SOURCE DOCUMENT
__________

Summary of Automatic Data Curation For Self-supervised Learning: a Clustering-based Approach, by Huy V. Vo et al.
Automatic Data Curation for Self-Supervised Learning: A Clustering-Based Approach
by Huy V. Vo, Vasil Khalidov, Timothée Darcet, Théo Moutakanni, Nikita Smetanin, Marc Szafraniec, Hugo Touvron, Camille Couprie, Maxime Oquab, Armand Joulin, Hervé Jégou, Patrick Labatut, Piotr Bojanowski
First submitted to arxiv on: 24 May 2024
Categories
- Main: Machine Learning (cs.LG)
- Secondary: Artificial Intelligence (cs.AI); Computer Vision and Pattern Recognition (cs.CV)
GrooveSquid.com Paper Summaries
GrooveSquid.com’s goal is to make artificial intelligence research accessible by summarizing AI papers in simpler terms. Each summary below covers the same AI paper, written at different levels of difficulty. The medium difficulty and low difficulty versions are original summaries written by GrooveSquid.com, while the high difficulty version is the paper’s original abstract. Feel free to learn from the version that suits you best!

__________

TO BE DONE
(a) According to the paper summary page, on what date was the paper first submitted to arXiv?
(b) Rescale the labeling entries below by writing every line out again, requests included. Multiply each box coordinate in the answers by 1.05 and round to whole numbers, with halves rounded up; leave the numbers in the requests and their format samples unchanged.

TASK MATERIAL
__________

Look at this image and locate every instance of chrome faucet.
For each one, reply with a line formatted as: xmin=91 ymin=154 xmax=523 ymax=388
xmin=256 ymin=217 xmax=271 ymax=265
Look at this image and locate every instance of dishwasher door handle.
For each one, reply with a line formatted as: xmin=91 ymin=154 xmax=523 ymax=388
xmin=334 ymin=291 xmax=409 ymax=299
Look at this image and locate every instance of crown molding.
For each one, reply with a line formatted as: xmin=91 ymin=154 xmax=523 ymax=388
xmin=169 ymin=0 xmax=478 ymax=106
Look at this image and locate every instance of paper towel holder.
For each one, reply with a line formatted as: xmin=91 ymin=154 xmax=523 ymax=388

__________

RESULTS IN ORDER
(a) 24 May 2024

(b)
Look at this image and locate every instance of chrome faucet.
For each one, reply with a line formatted as: xmin=91 ymin=154 xmax=523 ymax=388
xmin=269 ymin=228 xmax=285 ymax=278
Look at this image and locate every instance of dishwasher door handle.
For each one, reply with a line formatted as: xmin=91 ymin=154 xmax=523 ymax=388
xmin=351 ymin=306 xmax=429 ymax=314
Look at this image and locate every instance of crown molding.
For each one, reply with a line formatted as: xmin=91 ymin=154 xmax=523 ymax=388
xmin=177 ymin=0 xmax=502 ymax=111
Look at this image and locate every instance of paper towel holder.
For each one, reply with a line formatted as: xmin=91 ymin=154 xmax=523 ymax=388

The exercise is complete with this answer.